== Segment start ==
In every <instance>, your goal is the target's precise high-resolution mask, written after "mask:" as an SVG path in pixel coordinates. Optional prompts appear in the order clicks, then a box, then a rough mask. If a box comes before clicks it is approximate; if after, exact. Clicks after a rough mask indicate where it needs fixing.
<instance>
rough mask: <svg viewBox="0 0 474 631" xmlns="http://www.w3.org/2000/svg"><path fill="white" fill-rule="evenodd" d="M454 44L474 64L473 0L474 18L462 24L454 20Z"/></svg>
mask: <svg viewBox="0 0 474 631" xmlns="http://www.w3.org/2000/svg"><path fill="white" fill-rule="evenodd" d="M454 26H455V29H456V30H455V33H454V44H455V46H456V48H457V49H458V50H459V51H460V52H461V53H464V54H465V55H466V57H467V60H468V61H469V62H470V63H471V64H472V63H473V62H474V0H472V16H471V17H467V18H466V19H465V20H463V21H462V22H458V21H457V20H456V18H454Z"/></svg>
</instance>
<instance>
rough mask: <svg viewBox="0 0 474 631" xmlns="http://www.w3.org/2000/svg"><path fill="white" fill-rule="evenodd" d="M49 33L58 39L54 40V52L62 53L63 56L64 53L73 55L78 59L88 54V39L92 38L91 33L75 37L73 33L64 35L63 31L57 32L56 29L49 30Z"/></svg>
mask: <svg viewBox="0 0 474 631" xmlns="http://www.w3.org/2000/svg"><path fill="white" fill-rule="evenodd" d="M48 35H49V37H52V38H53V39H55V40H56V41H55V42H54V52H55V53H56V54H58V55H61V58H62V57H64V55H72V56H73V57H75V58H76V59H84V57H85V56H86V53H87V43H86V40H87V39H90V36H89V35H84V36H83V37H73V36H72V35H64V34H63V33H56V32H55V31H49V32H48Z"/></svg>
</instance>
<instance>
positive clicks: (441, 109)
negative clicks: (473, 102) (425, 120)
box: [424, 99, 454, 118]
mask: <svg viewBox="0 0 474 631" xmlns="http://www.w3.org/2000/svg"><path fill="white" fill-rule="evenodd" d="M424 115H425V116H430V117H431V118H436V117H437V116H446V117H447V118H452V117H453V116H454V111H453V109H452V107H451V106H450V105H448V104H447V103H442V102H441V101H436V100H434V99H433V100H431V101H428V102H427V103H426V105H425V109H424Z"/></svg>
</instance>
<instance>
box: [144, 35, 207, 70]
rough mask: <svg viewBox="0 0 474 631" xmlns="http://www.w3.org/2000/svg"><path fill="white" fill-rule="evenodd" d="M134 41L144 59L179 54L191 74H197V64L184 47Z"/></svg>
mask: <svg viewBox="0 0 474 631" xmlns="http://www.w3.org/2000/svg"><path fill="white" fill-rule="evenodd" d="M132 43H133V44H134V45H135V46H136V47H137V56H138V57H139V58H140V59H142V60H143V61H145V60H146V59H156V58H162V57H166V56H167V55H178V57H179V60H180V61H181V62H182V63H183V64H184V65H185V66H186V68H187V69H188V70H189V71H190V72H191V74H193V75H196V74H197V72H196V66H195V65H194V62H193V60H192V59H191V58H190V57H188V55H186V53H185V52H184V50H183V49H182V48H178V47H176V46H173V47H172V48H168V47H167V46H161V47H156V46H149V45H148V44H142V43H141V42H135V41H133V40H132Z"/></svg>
== Segment end ==
About this task: From the data above, gather every line that includes the word "clicks".

Result for this exercise:
In every <instance>, your goal is the target's precise high-resolution mask, written after "mask:" as an SVG path in pixel coordinates. Optional prompts appear in the order clicks, then a box, then a rough mask. If a box comes before clicks it is approximate; if after, exact. Clicks after a rough mask indicate where it needs fixing.
positive clicks: (441, 109)
negative clicks: (473, 102) (425, 120)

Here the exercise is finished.